▶ [Work to complete]: Locate each line in the items below that contains the string "grass", and copy those lines.

----- Provided records -----

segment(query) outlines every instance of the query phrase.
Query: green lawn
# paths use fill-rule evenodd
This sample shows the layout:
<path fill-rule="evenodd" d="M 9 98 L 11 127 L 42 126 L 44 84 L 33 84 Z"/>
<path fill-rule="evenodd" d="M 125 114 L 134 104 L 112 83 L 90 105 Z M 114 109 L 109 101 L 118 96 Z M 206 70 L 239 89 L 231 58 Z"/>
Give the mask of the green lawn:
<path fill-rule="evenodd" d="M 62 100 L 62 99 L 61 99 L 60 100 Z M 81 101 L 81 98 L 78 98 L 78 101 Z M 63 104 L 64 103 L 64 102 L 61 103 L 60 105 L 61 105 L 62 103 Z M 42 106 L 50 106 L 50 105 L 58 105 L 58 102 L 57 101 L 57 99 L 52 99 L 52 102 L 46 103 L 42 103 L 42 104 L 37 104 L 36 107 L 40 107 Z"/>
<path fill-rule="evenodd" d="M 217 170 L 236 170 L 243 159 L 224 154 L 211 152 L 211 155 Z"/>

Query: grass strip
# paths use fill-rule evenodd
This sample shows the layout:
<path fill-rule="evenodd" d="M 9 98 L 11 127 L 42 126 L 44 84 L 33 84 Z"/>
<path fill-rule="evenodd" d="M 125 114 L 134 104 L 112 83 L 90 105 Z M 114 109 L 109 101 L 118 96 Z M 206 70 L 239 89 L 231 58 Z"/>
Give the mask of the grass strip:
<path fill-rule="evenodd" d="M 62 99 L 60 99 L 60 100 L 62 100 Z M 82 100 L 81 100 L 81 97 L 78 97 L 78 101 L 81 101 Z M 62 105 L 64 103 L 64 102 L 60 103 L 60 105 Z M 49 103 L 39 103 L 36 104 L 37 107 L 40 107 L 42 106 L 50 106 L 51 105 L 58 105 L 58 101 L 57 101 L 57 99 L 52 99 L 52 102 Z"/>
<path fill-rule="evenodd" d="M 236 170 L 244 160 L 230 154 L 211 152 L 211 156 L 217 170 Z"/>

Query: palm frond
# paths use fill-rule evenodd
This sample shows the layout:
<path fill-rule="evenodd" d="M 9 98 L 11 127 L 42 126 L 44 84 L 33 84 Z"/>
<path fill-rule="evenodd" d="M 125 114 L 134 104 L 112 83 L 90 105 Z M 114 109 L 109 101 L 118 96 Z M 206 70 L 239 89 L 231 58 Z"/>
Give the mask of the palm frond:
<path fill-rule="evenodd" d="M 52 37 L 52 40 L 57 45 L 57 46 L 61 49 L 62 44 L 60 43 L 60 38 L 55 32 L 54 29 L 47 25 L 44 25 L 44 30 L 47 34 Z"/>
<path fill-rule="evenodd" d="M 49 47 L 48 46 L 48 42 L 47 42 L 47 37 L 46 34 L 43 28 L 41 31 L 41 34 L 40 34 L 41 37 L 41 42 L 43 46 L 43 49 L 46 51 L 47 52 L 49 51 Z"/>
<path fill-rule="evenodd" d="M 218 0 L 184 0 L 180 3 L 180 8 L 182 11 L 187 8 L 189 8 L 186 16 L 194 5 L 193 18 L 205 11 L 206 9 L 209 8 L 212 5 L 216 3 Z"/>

-----

▶ [Answer to the task]:
Query: grass strip
Give the mask of the grass strip:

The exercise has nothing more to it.